**EXTRAIT**.
■ ■ ■ ■ ■
Reprise de séance en milieu d’après-midi, la parole est donnée aux prévenus, chargés par le tribunal de présenter leur situation personnelle. Les profils des suspects se montrent plus hétéroclites et complexes qu’à l’ouverture du procès. Agés de 25 à 35 ans aujourd’hui, les sept compères semblent bien insérés socialement, sont majoritairement en couple, ont des emplois stables et soutiennent s’être éloignés des groupuscules radicaux qu’ils, pour certains, fréquentaient naguère.

Après cette brève présentation, la parole est aux avocats des parties civiles. Parmi ces dernières, certaines victimes elles-mêmes mais également des associations de lutte contre les discriminations.

La Ligue internationale contre le racisme et l'antisémitisme (LICRA), constituée partie civile et représentée par une jeune avocate, a notamment fait valoir devant le tribunal les raisons de sa présence.
■ ■ ■ ■ ■
**DONNÉES FOURNIES**.
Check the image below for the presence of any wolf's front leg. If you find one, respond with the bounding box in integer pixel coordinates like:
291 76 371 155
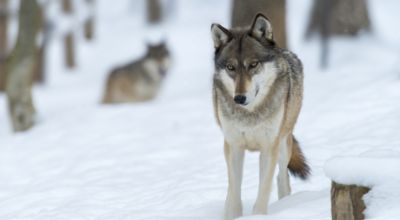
224 142 244 220
253 146 278 214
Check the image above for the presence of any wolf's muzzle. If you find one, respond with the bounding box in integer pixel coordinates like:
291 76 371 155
233 95 246 105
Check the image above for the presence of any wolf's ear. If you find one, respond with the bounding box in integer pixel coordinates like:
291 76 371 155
251 13 273 40
211 24 232 48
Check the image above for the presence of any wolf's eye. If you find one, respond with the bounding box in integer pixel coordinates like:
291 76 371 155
250 61 259 68
226 64 235 71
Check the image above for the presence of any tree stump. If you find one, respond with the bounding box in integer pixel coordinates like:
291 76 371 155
331 182 370 220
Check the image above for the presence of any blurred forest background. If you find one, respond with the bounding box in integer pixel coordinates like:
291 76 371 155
0 0 371 131
0 0 400 220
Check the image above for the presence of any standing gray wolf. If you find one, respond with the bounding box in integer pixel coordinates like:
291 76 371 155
103 43 170 103
211 14 310 220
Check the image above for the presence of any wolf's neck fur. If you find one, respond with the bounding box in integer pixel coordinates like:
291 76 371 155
143 58 161 80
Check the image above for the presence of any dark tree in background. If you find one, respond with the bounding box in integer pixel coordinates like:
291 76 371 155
306 0 371 68
6 0 40 131
306 0 371 37
83 0 95 40
0 0 8 91
146 0 162 24
231 0 287 48
33 2 49 83
62 0 75 69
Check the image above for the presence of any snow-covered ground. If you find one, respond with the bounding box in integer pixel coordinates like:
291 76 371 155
0 0 400 220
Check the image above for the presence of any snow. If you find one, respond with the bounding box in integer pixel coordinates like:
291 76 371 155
0 0 400 220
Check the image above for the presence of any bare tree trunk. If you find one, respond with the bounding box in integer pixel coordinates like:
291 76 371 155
62 0 72 14
231 0 287 48
33 6 47 83
6 0 40 132
306 0 371 37
0 0 8 91
62 0 75 69
331 182 370 220
84 0 95 40
146 0 162 24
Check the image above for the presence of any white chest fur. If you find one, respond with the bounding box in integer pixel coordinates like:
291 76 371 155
218 105 284 151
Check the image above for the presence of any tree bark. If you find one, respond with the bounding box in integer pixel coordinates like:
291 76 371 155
0 0 8 91
146 0 162 24
231 0 287 48
62 0 72 14
33 6 48 83
62 0 75 69
306 0 371 38
84 0 95 40
331 182 370 220
6 0 40 132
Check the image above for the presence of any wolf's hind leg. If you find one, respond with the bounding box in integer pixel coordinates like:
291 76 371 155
278 135 293 199
253 142 279 214
224 141 244 220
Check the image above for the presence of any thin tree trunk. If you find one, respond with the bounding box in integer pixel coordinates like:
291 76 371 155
62 0 75 69
84 0 95 40
33 6 48 83
146 0 162 24
231 0 287 48
306 0 371 37
62 0 72 14
0 0 8 91
6 0 40 132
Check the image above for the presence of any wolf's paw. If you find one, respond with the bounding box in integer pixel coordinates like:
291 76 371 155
224 202 243 220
■ ■ ■ ■ ■
**CONSIGNE**.
Résume l'extrait en deux phrases.

**RÉSULTAT**.
À la reprise de séance, les sept prévenus, âgés de 25 à 35 ans, présentent leur situation personnelle : ils semblent bien insérés socialement et affirment s'être éloignés des groupuscules radicaux. La parole passe ensuite aux avocats des parties civiles, qui réunissent des victimes et des associations de lutte contre les discriminations, dont la LICRA, venue exposer au tribunal les raisons de sa présence.